» REQUIREMENTS:
Extract each line of the data below that contains the word "foliage". Matching is case-sensitive.

» RECORDS:
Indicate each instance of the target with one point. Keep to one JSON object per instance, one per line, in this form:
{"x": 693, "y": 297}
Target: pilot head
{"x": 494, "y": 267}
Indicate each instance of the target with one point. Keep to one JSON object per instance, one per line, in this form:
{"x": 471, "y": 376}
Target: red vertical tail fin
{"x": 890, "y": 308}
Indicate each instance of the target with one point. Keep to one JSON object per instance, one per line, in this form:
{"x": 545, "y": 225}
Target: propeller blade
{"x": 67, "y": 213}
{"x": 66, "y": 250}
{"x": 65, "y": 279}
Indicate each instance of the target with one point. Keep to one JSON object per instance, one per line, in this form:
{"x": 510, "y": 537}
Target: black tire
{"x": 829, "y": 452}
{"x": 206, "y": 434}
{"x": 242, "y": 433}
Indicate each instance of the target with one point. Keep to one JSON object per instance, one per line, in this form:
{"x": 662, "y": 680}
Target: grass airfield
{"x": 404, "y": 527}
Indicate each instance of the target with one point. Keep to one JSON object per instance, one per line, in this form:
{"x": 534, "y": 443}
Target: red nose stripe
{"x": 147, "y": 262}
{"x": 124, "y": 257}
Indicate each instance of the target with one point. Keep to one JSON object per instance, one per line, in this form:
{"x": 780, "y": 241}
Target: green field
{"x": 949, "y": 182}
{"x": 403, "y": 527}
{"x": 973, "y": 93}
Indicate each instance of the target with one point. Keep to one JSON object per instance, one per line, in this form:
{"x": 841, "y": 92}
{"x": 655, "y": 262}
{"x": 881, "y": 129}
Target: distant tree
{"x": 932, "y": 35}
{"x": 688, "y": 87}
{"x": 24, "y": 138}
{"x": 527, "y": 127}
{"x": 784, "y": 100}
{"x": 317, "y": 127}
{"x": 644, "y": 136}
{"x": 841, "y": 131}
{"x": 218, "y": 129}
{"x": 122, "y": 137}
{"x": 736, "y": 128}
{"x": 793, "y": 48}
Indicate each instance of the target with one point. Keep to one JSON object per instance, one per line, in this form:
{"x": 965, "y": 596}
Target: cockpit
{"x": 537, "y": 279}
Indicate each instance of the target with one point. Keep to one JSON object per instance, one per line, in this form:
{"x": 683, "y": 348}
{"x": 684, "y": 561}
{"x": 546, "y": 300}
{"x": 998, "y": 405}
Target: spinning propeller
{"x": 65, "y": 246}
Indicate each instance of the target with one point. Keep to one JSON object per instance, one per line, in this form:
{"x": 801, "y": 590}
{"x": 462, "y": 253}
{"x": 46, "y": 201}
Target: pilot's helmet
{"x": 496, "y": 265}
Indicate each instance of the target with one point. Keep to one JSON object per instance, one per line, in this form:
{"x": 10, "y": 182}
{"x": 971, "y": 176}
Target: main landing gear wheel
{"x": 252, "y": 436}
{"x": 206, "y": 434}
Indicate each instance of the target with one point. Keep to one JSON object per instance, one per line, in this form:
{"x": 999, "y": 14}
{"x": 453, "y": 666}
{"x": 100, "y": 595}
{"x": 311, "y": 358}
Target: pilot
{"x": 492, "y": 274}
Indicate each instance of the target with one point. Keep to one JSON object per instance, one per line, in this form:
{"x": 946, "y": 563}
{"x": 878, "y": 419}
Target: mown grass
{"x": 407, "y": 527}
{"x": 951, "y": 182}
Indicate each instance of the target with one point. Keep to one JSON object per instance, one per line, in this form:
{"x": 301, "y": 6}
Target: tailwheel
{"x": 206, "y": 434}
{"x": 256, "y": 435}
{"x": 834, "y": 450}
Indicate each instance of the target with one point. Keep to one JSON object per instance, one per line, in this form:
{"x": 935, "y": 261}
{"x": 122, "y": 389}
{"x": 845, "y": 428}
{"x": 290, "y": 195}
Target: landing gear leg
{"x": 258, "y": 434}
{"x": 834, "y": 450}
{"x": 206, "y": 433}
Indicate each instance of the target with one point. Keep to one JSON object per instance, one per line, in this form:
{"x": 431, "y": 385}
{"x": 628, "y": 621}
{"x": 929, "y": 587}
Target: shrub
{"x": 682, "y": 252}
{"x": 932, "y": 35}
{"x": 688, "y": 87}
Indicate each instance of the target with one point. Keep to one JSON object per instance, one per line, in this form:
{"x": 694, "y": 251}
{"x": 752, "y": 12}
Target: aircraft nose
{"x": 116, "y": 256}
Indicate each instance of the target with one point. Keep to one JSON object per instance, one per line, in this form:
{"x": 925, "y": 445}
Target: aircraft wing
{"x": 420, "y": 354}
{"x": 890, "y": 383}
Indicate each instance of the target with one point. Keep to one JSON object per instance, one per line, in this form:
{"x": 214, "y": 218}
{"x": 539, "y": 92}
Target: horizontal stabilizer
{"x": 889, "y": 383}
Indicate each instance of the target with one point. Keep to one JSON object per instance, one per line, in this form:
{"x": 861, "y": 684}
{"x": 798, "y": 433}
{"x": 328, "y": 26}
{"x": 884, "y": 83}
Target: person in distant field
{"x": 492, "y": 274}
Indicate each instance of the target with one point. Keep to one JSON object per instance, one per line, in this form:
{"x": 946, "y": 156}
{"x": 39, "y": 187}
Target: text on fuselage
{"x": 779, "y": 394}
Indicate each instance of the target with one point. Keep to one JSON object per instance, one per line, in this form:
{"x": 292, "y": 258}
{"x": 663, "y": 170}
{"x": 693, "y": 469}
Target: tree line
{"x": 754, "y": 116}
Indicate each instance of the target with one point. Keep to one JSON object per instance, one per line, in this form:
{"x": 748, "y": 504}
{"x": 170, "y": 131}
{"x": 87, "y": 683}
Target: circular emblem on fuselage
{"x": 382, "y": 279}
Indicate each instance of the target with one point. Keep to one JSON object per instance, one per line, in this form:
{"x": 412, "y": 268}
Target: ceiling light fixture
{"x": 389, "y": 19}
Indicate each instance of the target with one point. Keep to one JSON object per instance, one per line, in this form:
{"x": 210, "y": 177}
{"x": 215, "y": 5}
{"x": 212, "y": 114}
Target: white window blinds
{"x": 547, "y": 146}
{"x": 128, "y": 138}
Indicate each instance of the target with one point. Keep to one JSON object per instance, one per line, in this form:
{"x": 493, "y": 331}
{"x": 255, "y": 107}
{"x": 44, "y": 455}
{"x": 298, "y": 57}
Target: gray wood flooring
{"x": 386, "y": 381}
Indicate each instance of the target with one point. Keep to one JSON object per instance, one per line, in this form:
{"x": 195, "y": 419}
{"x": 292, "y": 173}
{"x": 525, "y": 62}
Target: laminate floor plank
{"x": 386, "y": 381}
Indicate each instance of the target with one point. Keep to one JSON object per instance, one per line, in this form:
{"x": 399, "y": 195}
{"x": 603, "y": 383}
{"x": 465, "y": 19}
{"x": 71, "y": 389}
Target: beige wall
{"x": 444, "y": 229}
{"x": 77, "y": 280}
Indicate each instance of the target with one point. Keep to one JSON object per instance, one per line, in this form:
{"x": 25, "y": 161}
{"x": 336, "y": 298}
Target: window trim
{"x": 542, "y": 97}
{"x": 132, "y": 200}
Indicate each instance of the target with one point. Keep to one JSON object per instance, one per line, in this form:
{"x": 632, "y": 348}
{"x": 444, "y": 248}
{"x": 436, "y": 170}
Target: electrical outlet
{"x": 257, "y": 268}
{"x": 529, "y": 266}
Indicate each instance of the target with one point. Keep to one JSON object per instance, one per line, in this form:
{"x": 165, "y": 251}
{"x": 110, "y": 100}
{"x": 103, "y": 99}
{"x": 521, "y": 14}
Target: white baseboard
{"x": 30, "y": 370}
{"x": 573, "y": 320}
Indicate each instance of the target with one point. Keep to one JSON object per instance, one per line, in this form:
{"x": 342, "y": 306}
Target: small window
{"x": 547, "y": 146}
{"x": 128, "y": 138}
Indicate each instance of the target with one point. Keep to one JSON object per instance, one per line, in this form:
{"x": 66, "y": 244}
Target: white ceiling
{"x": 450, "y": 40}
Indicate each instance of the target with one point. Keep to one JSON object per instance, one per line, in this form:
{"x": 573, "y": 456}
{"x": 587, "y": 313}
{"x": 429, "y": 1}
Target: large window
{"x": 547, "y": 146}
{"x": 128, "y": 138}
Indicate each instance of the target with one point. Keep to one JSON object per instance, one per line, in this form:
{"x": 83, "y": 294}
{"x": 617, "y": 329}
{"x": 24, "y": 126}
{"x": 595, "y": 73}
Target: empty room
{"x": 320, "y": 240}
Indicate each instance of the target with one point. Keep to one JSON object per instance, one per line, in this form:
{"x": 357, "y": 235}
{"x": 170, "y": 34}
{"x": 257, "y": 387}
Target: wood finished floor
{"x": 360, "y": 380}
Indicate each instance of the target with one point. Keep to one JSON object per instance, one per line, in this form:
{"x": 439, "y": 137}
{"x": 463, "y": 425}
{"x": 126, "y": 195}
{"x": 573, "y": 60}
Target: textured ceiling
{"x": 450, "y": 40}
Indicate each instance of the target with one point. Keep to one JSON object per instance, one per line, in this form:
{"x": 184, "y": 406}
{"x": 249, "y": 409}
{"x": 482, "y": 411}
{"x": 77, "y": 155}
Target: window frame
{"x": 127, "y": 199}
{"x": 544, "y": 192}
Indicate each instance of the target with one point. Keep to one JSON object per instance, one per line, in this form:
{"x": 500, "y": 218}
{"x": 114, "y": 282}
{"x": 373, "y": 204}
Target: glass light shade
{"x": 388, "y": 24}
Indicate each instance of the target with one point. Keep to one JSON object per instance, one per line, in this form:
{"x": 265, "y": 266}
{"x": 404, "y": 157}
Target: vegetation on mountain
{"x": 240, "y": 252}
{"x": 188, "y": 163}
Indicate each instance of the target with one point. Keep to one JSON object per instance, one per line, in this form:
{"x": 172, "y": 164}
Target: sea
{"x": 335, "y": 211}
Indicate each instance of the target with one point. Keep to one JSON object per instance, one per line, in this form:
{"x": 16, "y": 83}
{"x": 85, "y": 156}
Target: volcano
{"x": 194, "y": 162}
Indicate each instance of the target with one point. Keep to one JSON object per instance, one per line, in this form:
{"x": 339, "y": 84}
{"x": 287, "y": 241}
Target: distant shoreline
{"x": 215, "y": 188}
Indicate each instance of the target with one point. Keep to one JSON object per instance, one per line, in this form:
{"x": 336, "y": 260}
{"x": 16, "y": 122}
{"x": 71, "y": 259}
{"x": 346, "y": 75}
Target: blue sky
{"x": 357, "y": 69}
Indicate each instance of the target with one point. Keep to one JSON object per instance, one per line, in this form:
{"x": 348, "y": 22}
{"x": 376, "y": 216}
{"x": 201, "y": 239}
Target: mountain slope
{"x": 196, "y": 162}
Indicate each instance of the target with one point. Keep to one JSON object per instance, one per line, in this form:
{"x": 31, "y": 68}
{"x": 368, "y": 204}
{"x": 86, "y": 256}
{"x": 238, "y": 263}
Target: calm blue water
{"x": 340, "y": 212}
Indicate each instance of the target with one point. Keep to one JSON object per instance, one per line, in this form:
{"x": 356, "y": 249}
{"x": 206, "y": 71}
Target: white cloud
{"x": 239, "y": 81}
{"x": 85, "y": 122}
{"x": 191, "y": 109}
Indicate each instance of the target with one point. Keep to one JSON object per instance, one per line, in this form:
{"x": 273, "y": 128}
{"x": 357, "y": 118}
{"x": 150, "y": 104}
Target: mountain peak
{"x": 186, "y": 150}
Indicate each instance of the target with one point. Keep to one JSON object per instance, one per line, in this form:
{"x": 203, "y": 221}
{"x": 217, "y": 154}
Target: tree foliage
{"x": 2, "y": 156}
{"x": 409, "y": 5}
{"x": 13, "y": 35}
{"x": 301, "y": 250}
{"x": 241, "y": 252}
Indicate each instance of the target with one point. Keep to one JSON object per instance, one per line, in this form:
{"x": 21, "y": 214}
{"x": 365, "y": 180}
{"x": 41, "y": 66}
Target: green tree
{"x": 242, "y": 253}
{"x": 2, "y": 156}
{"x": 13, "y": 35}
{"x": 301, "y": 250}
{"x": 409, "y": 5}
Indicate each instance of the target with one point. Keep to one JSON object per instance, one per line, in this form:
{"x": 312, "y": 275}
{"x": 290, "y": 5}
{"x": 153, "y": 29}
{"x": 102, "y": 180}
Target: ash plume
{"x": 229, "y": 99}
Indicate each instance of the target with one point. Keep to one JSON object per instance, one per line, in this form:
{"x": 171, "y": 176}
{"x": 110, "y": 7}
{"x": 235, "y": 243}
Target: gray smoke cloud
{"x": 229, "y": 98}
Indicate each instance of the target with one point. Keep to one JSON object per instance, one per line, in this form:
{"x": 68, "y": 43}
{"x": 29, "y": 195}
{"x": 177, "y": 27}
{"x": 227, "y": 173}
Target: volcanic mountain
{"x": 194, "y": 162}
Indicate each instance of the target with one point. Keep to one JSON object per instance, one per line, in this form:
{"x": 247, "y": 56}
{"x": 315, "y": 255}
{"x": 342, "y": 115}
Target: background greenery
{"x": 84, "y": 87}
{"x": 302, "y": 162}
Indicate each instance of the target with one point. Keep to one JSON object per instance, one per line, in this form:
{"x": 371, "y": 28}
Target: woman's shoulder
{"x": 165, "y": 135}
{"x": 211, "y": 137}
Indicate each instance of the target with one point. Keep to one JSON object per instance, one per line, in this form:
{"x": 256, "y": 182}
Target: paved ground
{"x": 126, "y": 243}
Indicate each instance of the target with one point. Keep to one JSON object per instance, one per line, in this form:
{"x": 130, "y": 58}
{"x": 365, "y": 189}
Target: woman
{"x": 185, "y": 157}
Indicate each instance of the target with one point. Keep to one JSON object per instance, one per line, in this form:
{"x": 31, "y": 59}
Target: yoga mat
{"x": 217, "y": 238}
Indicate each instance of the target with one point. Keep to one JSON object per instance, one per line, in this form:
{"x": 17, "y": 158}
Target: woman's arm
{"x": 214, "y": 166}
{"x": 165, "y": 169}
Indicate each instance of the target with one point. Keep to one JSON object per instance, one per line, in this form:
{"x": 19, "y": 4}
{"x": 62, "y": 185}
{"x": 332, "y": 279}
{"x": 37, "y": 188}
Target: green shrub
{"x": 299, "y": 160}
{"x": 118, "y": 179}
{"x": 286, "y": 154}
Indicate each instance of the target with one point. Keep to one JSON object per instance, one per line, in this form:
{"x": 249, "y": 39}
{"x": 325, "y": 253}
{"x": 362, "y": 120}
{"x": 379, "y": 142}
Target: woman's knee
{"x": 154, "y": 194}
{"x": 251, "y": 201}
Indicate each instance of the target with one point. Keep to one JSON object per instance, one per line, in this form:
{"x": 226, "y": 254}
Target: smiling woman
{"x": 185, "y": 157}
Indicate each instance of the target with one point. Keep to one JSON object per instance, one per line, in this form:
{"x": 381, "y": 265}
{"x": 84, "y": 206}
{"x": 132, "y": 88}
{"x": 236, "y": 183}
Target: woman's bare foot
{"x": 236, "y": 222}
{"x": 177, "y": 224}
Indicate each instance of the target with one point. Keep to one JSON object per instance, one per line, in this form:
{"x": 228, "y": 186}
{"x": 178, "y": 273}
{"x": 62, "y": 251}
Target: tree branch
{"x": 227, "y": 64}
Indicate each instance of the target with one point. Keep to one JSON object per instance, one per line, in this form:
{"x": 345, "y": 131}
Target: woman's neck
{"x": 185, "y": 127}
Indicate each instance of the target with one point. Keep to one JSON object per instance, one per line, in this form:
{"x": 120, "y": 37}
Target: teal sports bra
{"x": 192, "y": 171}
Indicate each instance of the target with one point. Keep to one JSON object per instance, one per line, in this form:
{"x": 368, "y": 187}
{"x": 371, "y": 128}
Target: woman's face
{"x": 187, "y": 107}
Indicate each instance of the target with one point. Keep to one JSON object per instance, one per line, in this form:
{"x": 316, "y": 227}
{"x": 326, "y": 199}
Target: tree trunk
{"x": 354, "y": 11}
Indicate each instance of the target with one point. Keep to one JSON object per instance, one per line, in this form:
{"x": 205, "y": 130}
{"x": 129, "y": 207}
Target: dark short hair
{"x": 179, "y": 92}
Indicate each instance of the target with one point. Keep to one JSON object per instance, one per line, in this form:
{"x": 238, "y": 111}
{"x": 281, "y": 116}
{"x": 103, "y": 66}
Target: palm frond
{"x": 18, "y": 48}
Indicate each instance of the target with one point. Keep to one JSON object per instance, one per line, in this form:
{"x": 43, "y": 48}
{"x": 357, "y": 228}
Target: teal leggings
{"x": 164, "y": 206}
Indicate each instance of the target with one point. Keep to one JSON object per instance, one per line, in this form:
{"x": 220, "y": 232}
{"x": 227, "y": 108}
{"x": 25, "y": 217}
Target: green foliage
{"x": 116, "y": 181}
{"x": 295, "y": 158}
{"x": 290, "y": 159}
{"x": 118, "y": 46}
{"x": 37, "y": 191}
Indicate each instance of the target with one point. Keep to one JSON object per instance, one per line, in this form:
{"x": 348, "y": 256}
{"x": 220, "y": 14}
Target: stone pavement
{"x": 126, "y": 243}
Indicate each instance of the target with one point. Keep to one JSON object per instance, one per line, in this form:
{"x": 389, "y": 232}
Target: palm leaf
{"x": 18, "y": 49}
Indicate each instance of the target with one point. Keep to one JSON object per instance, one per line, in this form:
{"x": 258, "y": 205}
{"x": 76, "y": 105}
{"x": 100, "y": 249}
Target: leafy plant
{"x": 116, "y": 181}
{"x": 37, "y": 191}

» TASK SOLUTION:
Target: tree foliage
Target: green foliage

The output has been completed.